[Referring expression pointing data]
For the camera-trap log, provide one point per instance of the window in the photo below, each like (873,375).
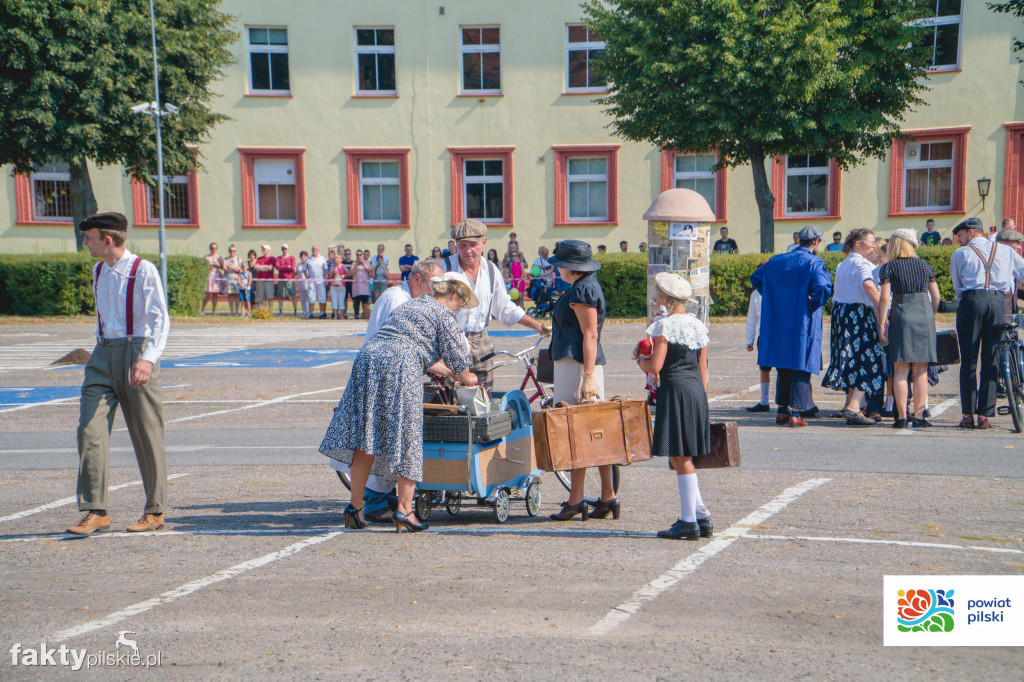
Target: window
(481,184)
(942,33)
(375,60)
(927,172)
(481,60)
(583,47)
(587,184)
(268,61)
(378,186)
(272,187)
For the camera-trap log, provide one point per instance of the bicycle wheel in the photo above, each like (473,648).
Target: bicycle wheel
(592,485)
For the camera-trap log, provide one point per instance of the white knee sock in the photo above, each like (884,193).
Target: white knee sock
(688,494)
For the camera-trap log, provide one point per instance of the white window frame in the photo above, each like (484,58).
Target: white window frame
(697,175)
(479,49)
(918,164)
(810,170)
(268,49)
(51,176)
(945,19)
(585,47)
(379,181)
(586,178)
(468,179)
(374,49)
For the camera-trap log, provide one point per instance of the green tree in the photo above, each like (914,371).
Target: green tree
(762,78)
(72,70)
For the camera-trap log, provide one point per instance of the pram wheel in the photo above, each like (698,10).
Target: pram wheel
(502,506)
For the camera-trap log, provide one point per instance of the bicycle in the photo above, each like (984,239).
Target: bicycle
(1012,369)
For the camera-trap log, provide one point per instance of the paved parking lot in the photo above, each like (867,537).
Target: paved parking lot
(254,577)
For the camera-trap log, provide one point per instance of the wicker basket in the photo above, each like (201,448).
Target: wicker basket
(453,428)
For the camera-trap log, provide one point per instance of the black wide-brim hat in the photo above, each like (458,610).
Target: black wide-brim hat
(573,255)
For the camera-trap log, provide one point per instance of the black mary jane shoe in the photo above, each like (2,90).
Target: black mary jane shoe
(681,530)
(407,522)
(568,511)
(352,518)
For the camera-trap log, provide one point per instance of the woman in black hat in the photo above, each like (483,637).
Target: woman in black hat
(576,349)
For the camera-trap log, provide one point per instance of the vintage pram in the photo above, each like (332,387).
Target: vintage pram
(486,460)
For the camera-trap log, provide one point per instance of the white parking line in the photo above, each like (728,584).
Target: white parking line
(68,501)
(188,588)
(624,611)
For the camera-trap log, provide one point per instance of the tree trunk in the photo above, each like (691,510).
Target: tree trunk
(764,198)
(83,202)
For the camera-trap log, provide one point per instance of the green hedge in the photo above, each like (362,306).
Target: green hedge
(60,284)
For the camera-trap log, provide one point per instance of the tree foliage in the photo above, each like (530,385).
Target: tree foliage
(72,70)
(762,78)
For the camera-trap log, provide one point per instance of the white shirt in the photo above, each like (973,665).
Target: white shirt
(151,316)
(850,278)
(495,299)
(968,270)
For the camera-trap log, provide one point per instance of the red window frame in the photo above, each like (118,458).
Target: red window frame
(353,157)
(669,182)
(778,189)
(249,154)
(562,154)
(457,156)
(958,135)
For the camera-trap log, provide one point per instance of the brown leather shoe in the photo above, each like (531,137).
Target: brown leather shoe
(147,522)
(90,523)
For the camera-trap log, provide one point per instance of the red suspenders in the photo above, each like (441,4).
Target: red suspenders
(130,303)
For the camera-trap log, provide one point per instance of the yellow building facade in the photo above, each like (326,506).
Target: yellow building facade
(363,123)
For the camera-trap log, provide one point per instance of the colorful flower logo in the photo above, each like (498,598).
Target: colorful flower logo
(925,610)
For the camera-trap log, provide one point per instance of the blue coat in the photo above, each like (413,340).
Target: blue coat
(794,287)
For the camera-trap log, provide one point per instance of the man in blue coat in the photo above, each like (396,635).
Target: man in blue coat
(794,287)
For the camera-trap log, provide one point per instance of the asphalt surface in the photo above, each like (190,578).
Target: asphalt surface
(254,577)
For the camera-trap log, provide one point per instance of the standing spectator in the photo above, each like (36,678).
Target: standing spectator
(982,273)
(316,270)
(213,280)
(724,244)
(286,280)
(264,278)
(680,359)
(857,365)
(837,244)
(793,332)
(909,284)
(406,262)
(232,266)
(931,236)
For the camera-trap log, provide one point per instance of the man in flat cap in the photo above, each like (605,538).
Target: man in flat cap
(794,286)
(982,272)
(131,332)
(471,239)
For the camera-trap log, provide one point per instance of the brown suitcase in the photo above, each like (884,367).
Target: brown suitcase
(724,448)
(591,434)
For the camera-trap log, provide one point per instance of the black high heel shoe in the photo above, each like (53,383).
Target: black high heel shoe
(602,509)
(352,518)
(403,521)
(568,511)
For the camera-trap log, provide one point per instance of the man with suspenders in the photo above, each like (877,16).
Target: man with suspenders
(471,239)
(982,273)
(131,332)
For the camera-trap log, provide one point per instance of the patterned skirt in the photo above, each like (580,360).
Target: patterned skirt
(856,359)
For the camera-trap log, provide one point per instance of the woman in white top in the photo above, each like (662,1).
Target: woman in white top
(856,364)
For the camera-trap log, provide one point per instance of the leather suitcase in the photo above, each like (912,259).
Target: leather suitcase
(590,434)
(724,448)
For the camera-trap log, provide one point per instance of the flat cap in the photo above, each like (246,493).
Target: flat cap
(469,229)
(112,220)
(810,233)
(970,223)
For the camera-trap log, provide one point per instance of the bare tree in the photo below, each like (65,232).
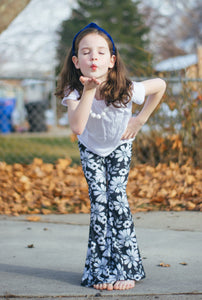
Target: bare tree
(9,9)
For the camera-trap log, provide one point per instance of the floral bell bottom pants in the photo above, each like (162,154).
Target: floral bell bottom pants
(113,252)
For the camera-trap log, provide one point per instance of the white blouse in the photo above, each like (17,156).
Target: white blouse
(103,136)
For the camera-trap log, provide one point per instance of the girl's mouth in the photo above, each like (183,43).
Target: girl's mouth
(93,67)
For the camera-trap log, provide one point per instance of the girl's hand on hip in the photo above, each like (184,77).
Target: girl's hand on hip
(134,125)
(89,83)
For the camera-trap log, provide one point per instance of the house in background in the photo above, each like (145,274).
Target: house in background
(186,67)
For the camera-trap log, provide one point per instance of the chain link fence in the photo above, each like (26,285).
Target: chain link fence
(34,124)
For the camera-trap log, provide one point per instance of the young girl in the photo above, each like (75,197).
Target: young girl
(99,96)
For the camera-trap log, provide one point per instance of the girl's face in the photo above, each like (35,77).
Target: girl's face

**Aim of the exercise:** Print, from the entries above, the line with "Target: black mary jane shoe", the line with "each like (396,635)." and all lines between them, exactly and with nothing else.

**Result:**
Target: black mary jane shoe
(681,530)
(407,522)
(568,511)
(352,518)
For the camera-trap log, provide one point per instance of the woman in black hat in the photo above, each like (483,637).
Target: woman in black hat
(576,349)
For the camera-trap log, provide one point per instance of the vintage pram in the photo above, each like (332,387).
Target: vintage pram
(486,460)
For the camera-trap log, provide one point per instance of the white parking line in the photo above, each like (728,584).
Target: white parking line
(68,501)
(188,588)
(624,611)
For the camera-trap log, provide one point per instance of the tree trunk in the photo above, each like (691,510).
Target: tree trunk
(764,198)
(83,202)
For the camera-trap log, provide one point per instance of the green hedge in the photo above, each like (362,306).
Target: green hedge
(60,284)
For the camera-trap log, provide one point per instance of the tree foliage in the photo above, each like (530,385).
Target: tree foliage
(72,70)
(762,78)
For the camera-trap log, provide one point per instance of the white shirt in the photo above, each like (973,665).
Target: white shirt
(151,316)
(850,278)
(495,299)
(968,270)
For the camera-trap log, provide one point per instance of the red window frame in the photo above, each like (118,458).
Target: red window frame
(353,157)
(669,182)
(778,189)
(249,154)
(562,154)
(457,156)
(958,135)
For the camera-trap log, provide one point per instance of the brown leather shoe in the photo above, each like (531,137).
Target: brown leather shoe
(147,522)
(90,523)
For the camera-trap log, provide one point per instance of the red suspenders in the photo above, each like (441,4).
Target: red suspenders
(130,303)
For the camera-trap log, provide one point per instance of the yellow building facade in the photo above, each like (326,506).
Target: yellow building facade
(363,123)
For the camera-trap log, provide one point per instance of the colorful flower logo in the photo above, each like (498,598).
Target: colorful flower logo
(925,610)
For the camera-trap log, provide one point per instance of the blue coat in the photo above, each like (413,340).
Target: blue coat
(794,287)
For the camera-trap log, provide one point per instance of the man in blue coat in the photo above, each like (396,635).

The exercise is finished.